Records shown:
[Start of Attachment]
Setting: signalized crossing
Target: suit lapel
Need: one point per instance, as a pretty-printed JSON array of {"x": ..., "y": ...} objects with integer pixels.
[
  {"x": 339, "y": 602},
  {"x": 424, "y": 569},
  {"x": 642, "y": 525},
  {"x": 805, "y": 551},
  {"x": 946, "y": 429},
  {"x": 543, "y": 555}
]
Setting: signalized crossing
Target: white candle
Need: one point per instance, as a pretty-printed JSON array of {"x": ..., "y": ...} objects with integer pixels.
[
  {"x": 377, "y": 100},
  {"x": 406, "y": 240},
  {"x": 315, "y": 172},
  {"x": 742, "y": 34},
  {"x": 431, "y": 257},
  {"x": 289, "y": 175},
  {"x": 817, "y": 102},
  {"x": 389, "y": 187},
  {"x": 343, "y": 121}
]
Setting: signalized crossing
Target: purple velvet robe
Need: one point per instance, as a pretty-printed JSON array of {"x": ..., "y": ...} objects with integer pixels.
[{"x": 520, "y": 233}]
[End of Attachment]
Problem requirements:
What is needed is an exact retyping of every line from the one containing "Target: white candle" through the final line of the entries, and only those lines.

Reply:
Target: white candle
Need: one point per instance, as a pretty-printed JSON array of {"x": ..., "y": ...} objects with integer pixels.
[
  {"x": 377, "y": 100},
  {"x": 406, "y": 240},
  {"x": 315, "y": 172},
  {"x": 742, "y": 34},
  {"x": 431, "y": 257},
  {"x": 289, "y": 175},
  {"x": 817, "y": 102},
  {"x": 389, "y": 187},
  {"x": 343, "y": 121}
]
Setting: signalized crossing
Target: purple velvet robe
Need: one point per instance, as a pretty-printed JSON array of {"x": ..., "y": ...} objects with integer pixels.
[{"x": 520, "y": 233}]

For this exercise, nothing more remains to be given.